Using the listing below, retype the line bearing "of the forested" and each line after it, word for word, and nothing further.

Input>
=== Section Start ===
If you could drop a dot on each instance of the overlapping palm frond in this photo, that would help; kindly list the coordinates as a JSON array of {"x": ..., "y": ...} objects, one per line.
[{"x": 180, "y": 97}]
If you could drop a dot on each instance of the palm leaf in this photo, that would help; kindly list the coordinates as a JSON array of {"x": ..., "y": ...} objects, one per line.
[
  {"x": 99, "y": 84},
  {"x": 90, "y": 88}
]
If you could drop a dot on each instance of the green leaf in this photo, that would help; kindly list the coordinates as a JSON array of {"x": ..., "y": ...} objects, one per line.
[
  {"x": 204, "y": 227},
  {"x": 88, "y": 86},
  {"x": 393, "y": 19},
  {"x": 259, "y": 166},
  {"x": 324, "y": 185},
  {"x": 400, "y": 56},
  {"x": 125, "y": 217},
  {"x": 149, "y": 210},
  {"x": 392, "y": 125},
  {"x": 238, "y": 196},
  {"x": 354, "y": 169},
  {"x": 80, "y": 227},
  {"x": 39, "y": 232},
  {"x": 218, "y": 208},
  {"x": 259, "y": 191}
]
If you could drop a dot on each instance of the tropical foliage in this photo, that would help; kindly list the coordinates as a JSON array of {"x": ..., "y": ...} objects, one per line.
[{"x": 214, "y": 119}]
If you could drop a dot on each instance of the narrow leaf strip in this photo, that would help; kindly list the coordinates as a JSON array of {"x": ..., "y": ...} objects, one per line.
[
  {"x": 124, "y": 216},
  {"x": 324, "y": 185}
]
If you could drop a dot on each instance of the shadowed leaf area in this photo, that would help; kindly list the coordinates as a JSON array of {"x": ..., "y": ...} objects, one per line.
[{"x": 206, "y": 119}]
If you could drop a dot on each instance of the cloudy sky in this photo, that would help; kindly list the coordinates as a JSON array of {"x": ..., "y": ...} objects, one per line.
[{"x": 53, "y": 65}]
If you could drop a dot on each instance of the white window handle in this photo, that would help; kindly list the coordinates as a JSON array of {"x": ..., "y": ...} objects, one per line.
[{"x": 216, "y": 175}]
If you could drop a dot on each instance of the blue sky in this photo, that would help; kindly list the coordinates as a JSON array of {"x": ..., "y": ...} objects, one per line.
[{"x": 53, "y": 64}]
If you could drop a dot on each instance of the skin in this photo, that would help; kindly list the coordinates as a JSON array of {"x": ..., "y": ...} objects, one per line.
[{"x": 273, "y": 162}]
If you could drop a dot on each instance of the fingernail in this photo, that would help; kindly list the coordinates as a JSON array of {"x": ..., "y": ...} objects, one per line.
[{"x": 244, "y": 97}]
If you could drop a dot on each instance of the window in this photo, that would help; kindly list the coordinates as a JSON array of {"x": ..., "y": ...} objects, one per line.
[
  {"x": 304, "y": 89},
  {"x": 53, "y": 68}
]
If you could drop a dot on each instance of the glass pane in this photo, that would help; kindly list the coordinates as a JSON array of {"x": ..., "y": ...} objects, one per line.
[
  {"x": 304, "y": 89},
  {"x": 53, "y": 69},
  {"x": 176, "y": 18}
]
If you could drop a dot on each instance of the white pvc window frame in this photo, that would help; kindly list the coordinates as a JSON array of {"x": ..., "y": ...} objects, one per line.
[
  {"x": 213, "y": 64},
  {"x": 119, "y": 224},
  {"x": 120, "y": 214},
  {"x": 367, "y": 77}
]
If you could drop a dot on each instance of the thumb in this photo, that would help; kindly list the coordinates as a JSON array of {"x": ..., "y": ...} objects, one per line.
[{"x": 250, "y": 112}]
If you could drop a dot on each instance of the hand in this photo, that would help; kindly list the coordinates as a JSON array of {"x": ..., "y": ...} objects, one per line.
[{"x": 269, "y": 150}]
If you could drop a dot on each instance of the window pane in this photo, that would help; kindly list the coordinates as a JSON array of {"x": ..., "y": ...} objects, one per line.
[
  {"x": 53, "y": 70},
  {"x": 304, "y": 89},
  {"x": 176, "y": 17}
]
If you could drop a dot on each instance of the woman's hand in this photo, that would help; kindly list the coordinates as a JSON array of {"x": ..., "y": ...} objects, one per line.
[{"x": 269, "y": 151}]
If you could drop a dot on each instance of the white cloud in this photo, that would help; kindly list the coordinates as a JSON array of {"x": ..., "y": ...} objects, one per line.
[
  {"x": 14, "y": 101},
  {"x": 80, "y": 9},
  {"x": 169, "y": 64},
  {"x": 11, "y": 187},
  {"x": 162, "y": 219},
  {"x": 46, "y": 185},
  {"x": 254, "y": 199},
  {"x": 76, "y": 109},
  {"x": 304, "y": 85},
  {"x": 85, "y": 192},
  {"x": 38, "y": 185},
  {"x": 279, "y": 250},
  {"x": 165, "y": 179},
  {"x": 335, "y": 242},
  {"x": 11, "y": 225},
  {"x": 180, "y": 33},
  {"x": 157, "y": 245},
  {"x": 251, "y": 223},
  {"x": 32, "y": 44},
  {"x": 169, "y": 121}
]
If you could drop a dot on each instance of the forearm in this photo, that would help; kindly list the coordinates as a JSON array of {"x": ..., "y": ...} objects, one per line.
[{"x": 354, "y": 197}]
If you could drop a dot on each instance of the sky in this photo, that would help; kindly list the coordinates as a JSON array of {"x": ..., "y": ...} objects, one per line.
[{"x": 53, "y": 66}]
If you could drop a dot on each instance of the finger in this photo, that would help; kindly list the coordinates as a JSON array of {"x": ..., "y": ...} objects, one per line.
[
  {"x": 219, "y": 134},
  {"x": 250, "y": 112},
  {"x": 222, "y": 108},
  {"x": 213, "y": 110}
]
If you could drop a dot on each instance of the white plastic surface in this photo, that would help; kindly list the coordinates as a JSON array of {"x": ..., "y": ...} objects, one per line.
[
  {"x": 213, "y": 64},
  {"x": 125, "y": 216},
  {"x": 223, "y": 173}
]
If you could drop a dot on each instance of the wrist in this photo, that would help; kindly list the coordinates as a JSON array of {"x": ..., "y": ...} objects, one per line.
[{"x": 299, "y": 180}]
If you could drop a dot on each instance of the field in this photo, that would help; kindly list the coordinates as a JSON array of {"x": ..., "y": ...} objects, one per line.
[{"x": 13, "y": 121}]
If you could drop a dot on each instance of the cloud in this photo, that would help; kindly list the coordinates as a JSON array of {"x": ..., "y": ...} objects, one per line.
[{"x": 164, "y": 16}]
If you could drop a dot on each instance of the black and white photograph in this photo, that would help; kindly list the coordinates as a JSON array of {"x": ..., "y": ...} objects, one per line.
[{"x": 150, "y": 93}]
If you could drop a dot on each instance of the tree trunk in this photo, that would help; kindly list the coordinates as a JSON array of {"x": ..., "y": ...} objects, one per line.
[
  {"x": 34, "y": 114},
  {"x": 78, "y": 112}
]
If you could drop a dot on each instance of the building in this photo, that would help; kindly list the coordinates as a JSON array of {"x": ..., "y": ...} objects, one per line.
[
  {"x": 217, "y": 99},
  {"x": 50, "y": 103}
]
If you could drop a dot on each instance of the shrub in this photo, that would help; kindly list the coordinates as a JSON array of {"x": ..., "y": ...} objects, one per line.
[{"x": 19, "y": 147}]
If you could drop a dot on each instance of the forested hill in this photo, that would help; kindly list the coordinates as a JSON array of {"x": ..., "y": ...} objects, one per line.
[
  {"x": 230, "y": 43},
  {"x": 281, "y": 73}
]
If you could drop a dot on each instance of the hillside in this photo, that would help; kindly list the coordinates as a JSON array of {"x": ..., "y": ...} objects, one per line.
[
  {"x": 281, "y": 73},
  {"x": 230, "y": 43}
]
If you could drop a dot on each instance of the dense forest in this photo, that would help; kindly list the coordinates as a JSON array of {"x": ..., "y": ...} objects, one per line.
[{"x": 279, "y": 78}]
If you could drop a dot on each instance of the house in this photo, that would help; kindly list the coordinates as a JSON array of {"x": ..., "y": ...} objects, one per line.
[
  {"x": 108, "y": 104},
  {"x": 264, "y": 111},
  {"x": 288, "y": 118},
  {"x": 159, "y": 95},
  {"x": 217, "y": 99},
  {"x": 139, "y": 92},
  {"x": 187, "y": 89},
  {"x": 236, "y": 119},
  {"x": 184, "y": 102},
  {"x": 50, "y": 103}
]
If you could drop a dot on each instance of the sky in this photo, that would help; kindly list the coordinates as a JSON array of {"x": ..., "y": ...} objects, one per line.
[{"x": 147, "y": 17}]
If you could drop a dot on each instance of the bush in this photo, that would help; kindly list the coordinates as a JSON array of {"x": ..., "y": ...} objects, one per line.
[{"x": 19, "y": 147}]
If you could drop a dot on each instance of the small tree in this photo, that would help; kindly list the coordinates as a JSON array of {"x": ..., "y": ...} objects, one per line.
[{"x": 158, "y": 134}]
=== Section End ===
Answer area>
If you could drop a dot on each instance of the forested hill in this photo, that would help; kindly list the coordinates as a JSON array of {"x": ..., "y": ...} objects, one per line.
[
  {"x": 230, "y": 43},
  {"x": 281, "y": 73}
]
If you could drop a dot on each instance of the hillside in this photo, that would help; kindly list the coordinates as a JSON array of {"x": ..., "y": ...} objects, one per line.
[
  {"x": 281, "y": 73},
  {"x": 230, "y": 43}
]
If you could drop a dot on each instance of the dense forest in this photo, that would help; kindly list the coordinates as a JSON array of {"x": ..., "y": ...} objects, one per line.
[{"x": 279, "y": 78}]
If you could drop a dot on each instance of the house in this photo, that would help; kindly list the coordinates as a JSON array of {"x": ..., "y": ...} objects, one per line.
[
  {"x": 108, "y": 104},
  {"x": 264, "y": 111},
  {"x": 288, "y": 118},
  {"x": 159, "y": 95},
  {"x": 217, "y": 99},
  {"x": 139, "y": 92},
  {"x": 187, "y": 89},
  {"x": 236, "y": 119},
  {"x": 184, "y": 102},
  {"x": 50, "y": 103}
]
If you could drop a dot on each instance of the sky in this photo, that would help; kindly list the coordinates as a JSON array of {"x": ..., "y": ...} objects, one per line.
[{"x": 147, "y": 17}]
If you could drop a dot on each instance of the bush in this photo, that would help; kindly list the coordinates as a JSON array of {"x": ..., "y": ...} objects, one per line.
[{"x": 19, "y": 147}]
If you could drop a dot on each instance of the small tree in this photo, that would help; kindly list the coordinates as a JSON array of {"x": ..., "y": ...} objects, one per line.
[{"x": 158, "y": 134}]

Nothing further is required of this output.